DATA IN THIS EXERCISE ->

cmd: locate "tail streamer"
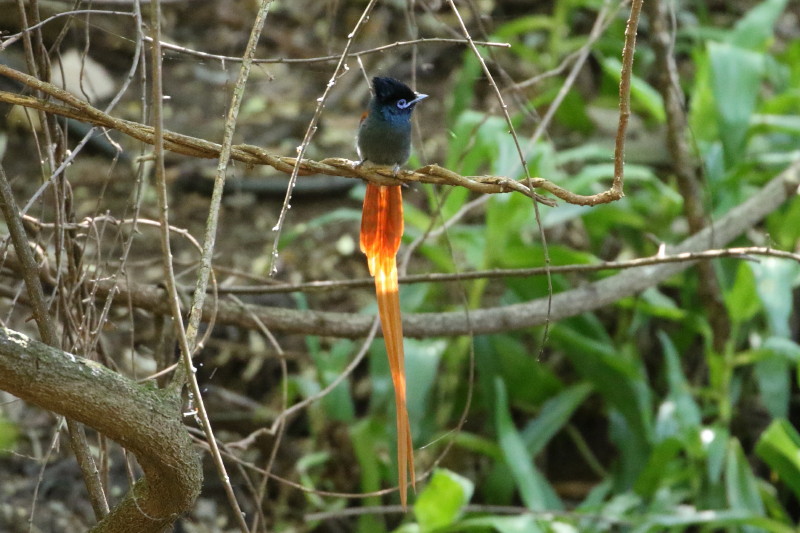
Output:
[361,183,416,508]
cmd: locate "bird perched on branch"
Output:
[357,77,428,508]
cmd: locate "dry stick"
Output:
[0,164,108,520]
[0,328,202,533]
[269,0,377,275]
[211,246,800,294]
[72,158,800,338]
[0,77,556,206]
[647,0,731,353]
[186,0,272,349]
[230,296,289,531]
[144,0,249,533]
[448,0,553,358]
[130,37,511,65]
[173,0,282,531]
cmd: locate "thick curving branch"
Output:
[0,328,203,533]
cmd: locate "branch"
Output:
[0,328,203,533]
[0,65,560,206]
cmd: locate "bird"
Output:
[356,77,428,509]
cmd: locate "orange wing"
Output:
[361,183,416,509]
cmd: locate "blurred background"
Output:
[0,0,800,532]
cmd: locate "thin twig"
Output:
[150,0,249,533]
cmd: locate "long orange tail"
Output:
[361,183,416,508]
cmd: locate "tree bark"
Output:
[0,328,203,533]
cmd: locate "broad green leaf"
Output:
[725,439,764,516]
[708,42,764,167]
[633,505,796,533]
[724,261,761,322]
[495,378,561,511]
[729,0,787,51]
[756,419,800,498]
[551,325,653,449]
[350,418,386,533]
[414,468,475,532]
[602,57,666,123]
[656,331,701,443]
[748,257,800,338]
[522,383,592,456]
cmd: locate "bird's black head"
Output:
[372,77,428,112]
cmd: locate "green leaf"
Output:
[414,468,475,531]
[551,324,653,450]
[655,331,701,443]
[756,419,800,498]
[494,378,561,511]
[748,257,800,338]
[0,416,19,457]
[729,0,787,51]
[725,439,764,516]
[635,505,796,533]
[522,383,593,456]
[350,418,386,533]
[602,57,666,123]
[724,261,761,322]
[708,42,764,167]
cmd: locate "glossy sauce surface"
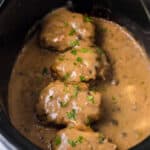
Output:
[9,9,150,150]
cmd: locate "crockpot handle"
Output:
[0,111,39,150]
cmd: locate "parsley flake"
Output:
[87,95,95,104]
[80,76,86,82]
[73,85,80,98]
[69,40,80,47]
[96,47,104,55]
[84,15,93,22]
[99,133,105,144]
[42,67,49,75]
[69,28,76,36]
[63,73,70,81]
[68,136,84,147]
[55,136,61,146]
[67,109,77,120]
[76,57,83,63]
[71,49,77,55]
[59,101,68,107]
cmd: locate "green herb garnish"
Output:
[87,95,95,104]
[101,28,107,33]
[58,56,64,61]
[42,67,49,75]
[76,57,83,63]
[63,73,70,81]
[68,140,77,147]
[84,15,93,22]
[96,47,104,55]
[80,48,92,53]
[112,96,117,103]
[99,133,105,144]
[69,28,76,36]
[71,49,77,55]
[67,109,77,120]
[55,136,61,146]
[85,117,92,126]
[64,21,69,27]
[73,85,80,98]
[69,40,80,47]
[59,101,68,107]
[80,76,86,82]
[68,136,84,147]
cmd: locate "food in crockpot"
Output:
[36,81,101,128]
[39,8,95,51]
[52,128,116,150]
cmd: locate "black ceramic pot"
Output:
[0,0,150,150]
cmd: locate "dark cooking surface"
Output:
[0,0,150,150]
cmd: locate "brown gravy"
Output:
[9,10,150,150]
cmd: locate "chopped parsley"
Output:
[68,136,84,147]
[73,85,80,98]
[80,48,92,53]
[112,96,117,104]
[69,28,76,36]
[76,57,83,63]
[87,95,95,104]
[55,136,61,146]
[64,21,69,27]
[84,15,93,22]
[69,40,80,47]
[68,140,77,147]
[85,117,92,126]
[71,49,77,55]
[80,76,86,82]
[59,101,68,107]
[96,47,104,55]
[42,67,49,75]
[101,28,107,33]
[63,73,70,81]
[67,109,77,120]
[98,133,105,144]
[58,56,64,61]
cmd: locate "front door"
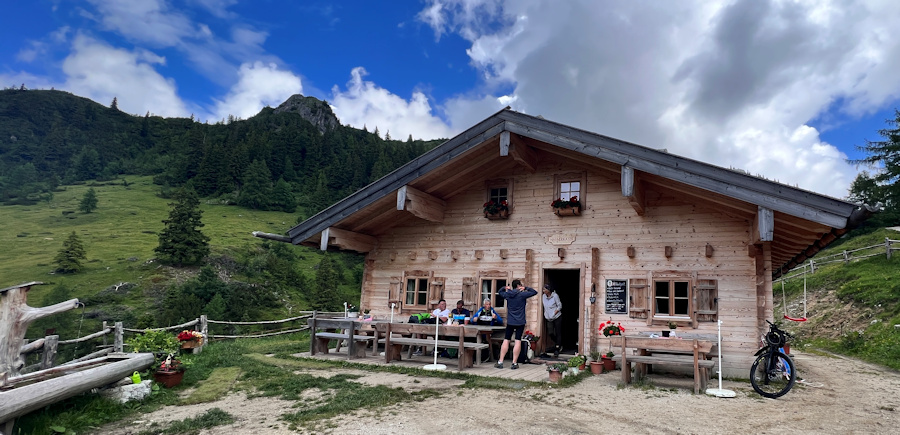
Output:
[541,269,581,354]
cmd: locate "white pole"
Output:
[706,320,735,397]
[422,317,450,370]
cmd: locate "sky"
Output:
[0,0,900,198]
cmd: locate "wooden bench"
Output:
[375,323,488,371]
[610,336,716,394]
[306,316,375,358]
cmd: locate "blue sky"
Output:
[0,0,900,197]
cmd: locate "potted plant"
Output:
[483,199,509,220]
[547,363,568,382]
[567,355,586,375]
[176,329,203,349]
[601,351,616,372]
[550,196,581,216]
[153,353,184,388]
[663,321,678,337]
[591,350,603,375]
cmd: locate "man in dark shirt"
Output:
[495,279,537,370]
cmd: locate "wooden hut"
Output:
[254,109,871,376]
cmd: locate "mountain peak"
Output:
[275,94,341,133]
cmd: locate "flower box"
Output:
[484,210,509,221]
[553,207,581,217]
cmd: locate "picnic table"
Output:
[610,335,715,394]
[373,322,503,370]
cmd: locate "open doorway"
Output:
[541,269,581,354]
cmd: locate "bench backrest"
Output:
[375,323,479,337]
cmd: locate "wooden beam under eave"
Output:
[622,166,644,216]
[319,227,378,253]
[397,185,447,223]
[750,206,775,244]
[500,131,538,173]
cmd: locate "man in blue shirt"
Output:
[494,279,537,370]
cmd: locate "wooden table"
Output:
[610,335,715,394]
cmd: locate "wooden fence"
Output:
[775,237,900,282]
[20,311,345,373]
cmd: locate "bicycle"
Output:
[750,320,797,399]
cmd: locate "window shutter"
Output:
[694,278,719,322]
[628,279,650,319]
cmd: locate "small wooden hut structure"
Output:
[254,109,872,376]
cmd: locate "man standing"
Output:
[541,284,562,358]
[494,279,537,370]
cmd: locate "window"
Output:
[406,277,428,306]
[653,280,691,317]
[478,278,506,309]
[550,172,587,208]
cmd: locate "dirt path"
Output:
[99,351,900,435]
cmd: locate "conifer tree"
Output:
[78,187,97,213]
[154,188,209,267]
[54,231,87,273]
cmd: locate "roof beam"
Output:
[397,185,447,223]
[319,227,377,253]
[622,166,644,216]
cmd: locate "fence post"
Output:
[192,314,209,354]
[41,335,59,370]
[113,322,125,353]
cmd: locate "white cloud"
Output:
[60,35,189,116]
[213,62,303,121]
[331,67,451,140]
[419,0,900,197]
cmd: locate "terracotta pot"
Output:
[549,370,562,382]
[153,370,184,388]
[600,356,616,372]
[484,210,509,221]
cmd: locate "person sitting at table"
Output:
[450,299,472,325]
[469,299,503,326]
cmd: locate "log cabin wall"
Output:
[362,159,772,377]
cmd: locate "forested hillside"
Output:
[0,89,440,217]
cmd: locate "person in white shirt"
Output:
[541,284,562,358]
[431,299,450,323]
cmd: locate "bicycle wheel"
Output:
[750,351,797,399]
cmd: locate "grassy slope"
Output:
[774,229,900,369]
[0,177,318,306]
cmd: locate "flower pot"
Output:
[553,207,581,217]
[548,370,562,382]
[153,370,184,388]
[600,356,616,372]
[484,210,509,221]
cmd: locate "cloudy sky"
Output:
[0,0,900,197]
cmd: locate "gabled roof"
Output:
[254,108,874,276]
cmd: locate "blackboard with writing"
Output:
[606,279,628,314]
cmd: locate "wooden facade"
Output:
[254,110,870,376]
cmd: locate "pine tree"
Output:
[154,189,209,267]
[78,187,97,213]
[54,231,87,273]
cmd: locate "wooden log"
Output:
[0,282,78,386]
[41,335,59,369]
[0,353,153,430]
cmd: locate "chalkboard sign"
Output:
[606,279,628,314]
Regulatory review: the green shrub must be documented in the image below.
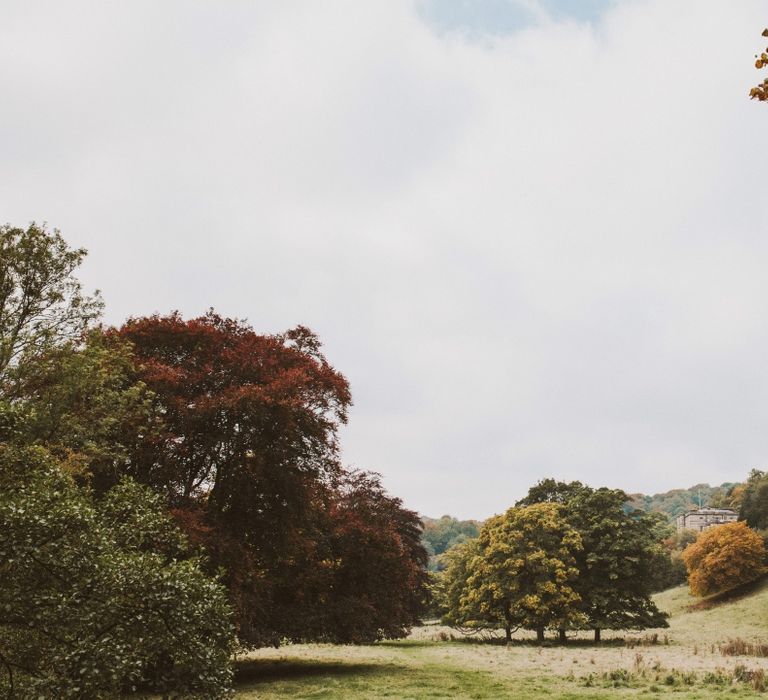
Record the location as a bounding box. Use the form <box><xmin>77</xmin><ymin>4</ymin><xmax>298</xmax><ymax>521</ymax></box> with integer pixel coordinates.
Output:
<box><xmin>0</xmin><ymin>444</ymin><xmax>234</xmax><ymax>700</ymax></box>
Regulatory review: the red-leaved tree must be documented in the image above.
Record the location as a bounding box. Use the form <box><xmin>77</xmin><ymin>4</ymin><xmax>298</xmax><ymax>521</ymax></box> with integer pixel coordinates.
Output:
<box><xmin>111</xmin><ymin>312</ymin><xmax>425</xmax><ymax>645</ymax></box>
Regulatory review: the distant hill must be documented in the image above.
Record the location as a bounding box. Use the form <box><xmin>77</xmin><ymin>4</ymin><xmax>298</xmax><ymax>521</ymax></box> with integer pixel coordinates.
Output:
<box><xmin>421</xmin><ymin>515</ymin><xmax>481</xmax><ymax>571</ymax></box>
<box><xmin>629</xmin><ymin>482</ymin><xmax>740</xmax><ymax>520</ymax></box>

YOUR OBJECTIVE ->
Please extract, unchanged, the lines of the data above from the line containing "Regulatory review: the distant" up to and including the final line of the data.

COMPLETE OUTPUT ->
Regulatory review: the distant hill must be documented in the image above.
Record the location as a bounding box. Use the form <box><xmin>77</xmin><ymin>4</ymin><xmax>298</xmax><ymax>521</ymax></box> with integer pixel coordinates.
Output:
<box><xmin>421</xmin><ymin>515</ymin><xmax>481</xmax><ymax>571</ymax></box>
<box><xmin>629</xmin><ymin>482</ymin><xmax>740</xmax><ymax>520</ymax></box>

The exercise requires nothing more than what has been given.